### What you need to do
Extract the passage from the post about Taffy's memorial, starting at "Yellow corn lies" and ending at "flicking red-bellied tails.", copying it word for word.

Taffy with a friend, 1968

If you’d like to read about what we ate that day, visit my food blog, in which I muse about funereal comfort food.

We plan a huge memorial party in six months or so—a time of more food, more song (I am working on a list of songs Taffy loved!), and lots of memories. Not to mention a few cocktails!

On that occasion we will open the floor to anyone who wants to tell a story.

By summer people will be less sad about Taffy’s death, more inclined to laugh and sing and rejoice. Someone will surely recite the poem she started reciting at the age of five and still loved in her last months, “The Owl and the Pussycat.”

Meanwhile, my brother and I feel that we have done Taffy proud.

When someone dies the strangest part—to me, at any rate–is how “not there” he or she suddenly is. Where once there was color we are left with black and white. Where once there was a voice we are left with silence.

Memories fill in the spare lines and make the voice audible once again. And fellowship reminds us that we are never alone.

I’ll be back soon with some questions for readers about this project. For now I leave you with the poem Cara read at the service on January 7.

by Jan Weisblat

India is an artist’s palette,
Strong primary colors against a base of brown.
 Brown women in red and gold saris,
Yellow wheat fields waving in the sun,
Emerald tanks below the white-washed village huts
And the tender green of new rice.
 Yellow corn lies drying on red roofs in Kulu.
Browns mingle with gray and gold in the Rajasthani desert.
The bright orange-red of the gulmoher—the flame tree—heralds the spring in Bombay,
And the roof of the world stands white and purple in the North.
 The dhobi spreads his wash of white, yellow, blue and red
On the dull green banks of the river,
And little brown children swim naked in the green waters of a pond
With their black water buffalo.
India is grey-blue crows in the garden
Shouting a raucous keep-away to other birds,
And sassy black robins flicking red-bellied tails.
 The myna birds gather in chattering groups,
Yellow beaks, brown bodies and white tails in flight,
And a tiny green bee-eater sits on my telephone wire.
India is gold sun overhead,
Blue skies in winter,
Yellow skies, heavy with dust, in April and May,
And dark grey monsoon skies
Ready to replenish the parched earth.

Introducing Pulling Taffy

A new year is dawning, and with it a new writing project.

I’m Tinky “Dakota” Weisblat, a writer and singer from Hawley, Massachusetts. I’ll be spending winters in Alexandria, Virginia, starting this winter.

### Data provided
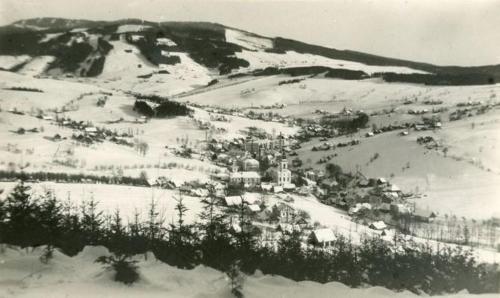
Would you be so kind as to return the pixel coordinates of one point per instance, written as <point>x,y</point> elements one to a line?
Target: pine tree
<point>154,226</point>
<point>51,218</point>
<point>91,221</point>
<point>21,217</point>
<point>215,234</point>
<point>236,279</point>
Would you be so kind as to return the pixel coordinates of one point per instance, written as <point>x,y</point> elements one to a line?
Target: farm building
<point>323,238</point>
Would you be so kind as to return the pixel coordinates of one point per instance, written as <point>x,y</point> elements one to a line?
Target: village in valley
<point>276,143</point>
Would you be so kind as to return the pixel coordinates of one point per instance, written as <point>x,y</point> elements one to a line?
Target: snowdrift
<point>23,275</point>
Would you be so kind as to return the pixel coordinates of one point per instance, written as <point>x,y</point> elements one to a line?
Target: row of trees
<point>118,178</point>
<point>164,109</point>
<point>27,221</point>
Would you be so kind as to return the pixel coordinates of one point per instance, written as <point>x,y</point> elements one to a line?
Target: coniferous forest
<point>33,220</point>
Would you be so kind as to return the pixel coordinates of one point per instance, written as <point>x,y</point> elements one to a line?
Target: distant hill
<point>80,48</point>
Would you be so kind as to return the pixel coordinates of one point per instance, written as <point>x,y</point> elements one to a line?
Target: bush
<point>125,269</point>
<point>235,279</point>
<point>143,108</point>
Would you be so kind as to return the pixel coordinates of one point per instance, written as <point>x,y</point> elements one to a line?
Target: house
<point>254,208</point>
<point>311,175</point>
<point>384,207</point>
<point>91,130</point>
<point>266,186</point>
<point>286,212</point>
<point>381,181</point>
<point>277,189</point>
<point>136,37</point>
<point>378,225</point>
<point>329,184</point>
<point>165,41</point>
<point>233,201</point>
<point>283,175</point>
<point>424,215</point>
<point>322,238</point>
<point>251,164</point>
<point>400,209</point>
<point>248,179</point>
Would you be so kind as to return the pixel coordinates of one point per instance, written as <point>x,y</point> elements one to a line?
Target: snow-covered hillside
<point>23,275</point>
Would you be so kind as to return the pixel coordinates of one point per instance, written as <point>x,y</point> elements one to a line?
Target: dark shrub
<point>143,108</point>
<point>125,269</point>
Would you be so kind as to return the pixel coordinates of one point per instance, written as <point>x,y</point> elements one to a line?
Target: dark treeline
<point>439,79</point>
<point>328,72</point>
<point>346,123</point>
<point>29,221</point>
<point>72,178</point>
<point>164,109</point>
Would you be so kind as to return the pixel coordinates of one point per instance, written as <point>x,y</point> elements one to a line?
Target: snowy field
<point>23,275</point>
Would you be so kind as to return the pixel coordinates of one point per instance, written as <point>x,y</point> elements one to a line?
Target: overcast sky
<point>445,32</point>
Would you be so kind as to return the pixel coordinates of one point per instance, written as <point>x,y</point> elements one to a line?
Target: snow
<point>7,62</point>
<point>55,93</point>
<point>131,28</point>
<point>50,36</point>
<point>23,275</point>
<point>37,65</point>
<point>120,64</point>
<point>247,40</point>
<point>261,60</point>
<point>324,235</point>
<point>128,199</point>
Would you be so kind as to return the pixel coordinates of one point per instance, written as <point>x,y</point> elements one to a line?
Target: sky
<point>444,32</point>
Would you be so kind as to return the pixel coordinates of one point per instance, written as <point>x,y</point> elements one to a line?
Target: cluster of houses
<point>279,218</point>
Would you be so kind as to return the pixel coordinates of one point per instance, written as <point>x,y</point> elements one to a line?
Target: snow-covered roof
<point>324,235</point>
<point>245,175</point>
<point>233,200</point>
<point>254,207</point>
<point>265,186</point>
<point>378,225</point>
<point>394,188</point>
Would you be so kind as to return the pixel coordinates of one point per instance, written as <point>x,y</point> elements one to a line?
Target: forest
<point>28,220</point>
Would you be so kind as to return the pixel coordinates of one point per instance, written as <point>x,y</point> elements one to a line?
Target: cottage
<point>286,212</point>
<point>329,184</point>
<point>91,130</point>
<point>266,186</point>
<point>424,215</point>
<point>277,189</point>
<point>251,165</point>
<point>248,179</point>
<point>381,181</point>
<point>233,201</point>
<point>322,238</point>
<point>254,208</point>
<point>378,225</point>
<point>283,175</point>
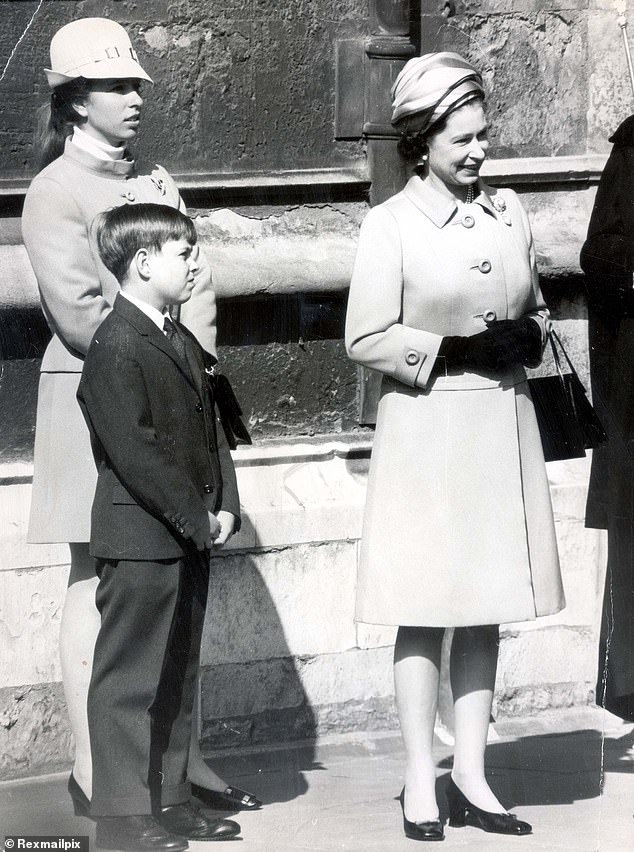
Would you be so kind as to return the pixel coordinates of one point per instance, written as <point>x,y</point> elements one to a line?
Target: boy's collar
<point>152,313</point>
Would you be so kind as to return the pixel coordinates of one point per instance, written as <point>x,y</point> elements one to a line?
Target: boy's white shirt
<point>150,311</point>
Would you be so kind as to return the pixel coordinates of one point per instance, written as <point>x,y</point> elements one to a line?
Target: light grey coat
<point>77,293</point>
<point>458,527</point>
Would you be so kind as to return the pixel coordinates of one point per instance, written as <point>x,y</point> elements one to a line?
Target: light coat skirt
<point>65,475</point>
<point>458,528</point>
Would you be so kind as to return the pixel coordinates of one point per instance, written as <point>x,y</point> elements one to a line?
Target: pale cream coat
<point>77,293</point>
<point>458,528</point>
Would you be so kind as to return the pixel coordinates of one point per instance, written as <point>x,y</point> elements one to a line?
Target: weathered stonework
<point>34,730</point>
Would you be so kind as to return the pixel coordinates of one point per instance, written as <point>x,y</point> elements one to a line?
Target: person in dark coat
<point>166,496</point>
<point>607,258</point>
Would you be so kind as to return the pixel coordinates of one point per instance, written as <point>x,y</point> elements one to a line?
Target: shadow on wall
<point>251,690</point>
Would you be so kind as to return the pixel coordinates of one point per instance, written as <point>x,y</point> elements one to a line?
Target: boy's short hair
<point>122,231</point>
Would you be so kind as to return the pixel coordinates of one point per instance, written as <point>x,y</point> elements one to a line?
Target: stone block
<point>15,501</point>
<point>609,94</point>
<point>552,655</point>
<point>34,732</point>
<point>293,501</point>
<point>30,614</point>
<point>375,635</point>
<point>277,700</point>
<point>292,601</point>
<point>356,675</point>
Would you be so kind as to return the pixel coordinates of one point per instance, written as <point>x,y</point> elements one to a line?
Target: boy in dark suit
<point>166,496</point>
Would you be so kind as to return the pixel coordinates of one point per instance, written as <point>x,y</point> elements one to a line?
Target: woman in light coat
<point>458,528</point>
<point>94,115</point>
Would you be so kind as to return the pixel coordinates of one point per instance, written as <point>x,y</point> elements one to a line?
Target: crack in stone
<point>19,41</point>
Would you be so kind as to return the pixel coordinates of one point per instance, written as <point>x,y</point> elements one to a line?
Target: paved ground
<point>340,794</point>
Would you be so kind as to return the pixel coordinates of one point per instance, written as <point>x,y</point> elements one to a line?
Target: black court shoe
<point>429,830</point>
<point>232,798</point>
<point>81,802</point>
<point>185,821</point>
<point>462,812</point>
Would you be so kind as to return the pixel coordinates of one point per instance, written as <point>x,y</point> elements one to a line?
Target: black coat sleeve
<point>607,256</point>
<point>115,403</point>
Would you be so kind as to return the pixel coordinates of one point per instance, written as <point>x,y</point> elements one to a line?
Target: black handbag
<point>568,424</point>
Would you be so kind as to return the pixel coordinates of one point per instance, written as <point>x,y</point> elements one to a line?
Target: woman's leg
<point>474,654</point>
<point>416,674</point>
<point>197,770</point>
<point>78,634</point>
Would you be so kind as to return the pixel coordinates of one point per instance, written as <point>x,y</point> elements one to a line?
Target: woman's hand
<point>227,523</point>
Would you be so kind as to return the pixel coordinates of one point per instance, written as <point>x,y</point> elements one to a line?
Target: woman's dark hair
<point>55,120</point>
<point>122,231</point>
<point>412,146</point>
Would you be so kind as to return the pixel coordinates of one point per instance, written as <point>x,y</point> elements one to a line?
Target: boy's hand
<point>226,521</point>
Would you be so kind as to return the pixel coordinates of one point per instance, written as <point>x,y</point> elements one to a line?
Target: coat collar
<point>113,169</point>
<point>439,207</point>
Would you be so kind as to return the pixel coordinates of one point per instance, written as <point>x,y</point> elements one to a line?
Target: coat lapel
<point>155,336</point>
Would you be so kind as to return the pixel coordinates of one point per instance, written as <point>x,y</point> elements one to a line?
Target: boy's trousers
<point>143,681</point>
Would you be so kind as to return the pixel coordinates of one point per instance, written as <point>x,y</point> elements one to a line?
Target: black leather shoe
<point>232,798</point>
<point>81,802</point>
<point>186,821</point>
<point>429,830</point>
<point>136,834</point>
<point>462,812</point>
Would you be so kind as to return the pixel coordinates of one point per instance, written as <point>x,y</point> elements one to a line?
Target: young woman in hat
<point>94,115</point>
<point>458,528</point>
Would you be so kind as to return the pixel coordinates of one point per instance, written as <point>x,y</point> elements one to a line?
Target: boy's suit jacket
<point>162,457</point>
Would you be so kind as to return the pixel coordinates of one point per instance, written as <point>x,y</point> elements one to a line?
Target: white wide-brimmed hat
<point>94,48</point>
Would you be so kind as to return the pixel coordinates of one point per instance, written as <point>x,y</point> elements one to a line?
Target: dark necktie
<point>177,340</point>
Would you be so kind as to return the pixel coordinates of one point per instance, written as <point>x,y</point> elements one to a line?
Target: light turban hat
<point>435,83</point>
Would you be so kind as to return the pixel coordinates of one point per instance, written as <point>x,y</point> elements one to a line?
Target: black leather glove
<point>521,339</point>
<point>501,344</point>
<point>478,351</point>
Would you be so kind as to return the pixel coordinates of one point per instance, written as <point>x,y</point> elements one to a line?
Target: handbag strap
<point>554,336</point>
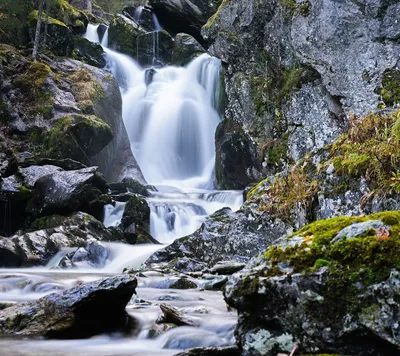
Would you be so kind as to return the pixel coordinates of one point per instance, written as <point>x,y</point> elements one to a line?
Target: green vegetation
<point>214,17</point>
<point>84,86</point>
<point>350,264</point>
<point>366,259</point>
<point>33,16</point>
<point>32,82</point>
<point>282,195</point>
<point>390,90</point>
<point>371,149</point>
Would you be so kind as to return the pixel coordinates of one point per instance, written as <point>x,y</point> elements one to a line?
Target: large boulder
<point>225,236</point>
<point>83,311</point>
<point>148,48</point>
<point>186,48</point>
<point>331,287</point>
<point>66,191</point>
<point>60,38</point>
<point>186,16</point>
<point>78,137</point>
<point>287,71</point>
<point>80,232</point>
<point>89,52</point>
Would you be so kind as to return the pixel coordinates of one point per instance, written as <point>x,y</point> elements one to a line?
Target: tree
<point>46,22</point>
<point>37,32</point>
<point>89,6</point>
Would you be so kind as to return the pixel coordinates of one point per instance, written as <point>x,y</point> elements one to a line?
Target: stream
<point>171,116</point>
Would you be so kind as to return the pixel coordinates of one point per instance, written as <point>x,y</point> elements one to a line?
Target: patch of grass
<point>84,86</point>
<point>371,149</point>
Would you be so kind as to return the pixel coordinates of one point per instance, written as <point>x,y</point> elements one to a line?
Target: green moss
<point>214,17</point>
<point>33,16</point>
<point>367,259</point>
<point>371,149</point>
<point>283,194</point>
<point>47,222</point>
<point>78,137</point>
<point>390,90</point>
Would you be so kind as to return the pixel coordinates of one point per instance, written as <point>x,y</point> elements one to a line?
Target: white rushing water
<point>171,115</point>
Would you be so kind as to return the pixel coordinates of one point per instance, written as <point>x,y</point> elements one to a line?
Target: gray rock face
<point>185,49</point>
<point>184,15</point>
<point>347,45</point>
<point>116,160</point>
<point>148,48</point>
<point>79,231</point>
<point>225,236</point>
<point>295,306</point>
<point>66,191</point>
<point>80,312</point>
<point>295,71</point>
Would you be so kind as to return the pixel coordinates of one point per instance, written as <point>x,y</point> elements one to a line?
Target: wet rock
<point>136,212</point>
<point>225,236</point>
<point>338,300</point>
<point>148,48</point>
<point>169,298</point>
<point>186,265</point>
<point>83,311</point>
<point>216,283</point>
<point>32,174</point>
<point>66,191</point>
<point>36,248</point>
<point>183,283</point>
<point>93,255</point>
<point>235,167</point>
<point>174,316</point>
<point>184,16</point>
<point>128,185</point>
<point>78,137</point>
<point>89,52</point>
<point>60,38</point>
<point>159,329</point>
<point>227,267</point>
<point>287,71</point>
<point>186,48</point>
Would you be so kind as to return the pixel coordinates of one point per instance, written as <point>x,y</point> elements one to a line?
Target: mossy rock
<point>89,52</point>
<point>367,257</point>
<point>390,90</point>
<point>136,212</point>
<point>60,37</point>
<point>77,137</point>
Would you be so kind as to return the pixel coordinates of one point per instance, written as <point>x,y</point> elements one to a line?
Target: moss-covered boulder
<point>136,212</point>
<point>147,48</point>
<point>185,49</point>
<point>60,37</point>
<point>89,52</point>
<point>67,191</point>
<point>78,137</point>
<point>333,286</point>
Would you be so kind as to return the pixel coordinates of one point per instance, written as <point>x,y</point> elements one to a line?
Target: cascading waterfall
<point>171,115</point>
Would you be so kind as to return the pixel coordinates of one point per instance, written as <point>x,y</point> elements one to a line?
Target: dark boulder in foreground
<point>333,287</point>
<point>83,311</point>
<point>67,191</point>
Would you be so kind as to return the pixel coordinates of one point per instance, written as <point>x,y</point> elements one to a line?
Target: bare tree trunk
<point>46,23</point>
<point>89,6</point>
<point>37,32</point>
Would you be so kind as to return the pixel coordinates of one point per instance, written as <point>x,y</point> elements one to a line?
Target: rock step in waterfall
<point>171,115</point>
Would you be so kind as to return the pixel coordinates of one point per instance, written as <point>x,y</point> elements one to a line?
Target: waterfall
<point>92,34</point>
<point>171,115</point>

### Solution for this problem
Yellow corn lies drying on red roofs in Kulu.
Browns mingle with gray and gold in the Rajasthani desert.
The bright orange-red of the gulmoher—the flame tree—heralds the spring in Bombay,
And the roof of the world stands white and purple in the North.
 The dhobi spreads his wash of white, yellow, blue and red
On the dull green banks of the river,
And little brown children swim naked in the green waters of a pond
With their black water buffalo.
India is grey-blue crows in the garden
Shouting a raucous keep-away to other birds,
And sassy black robins flicking red-bellied tails.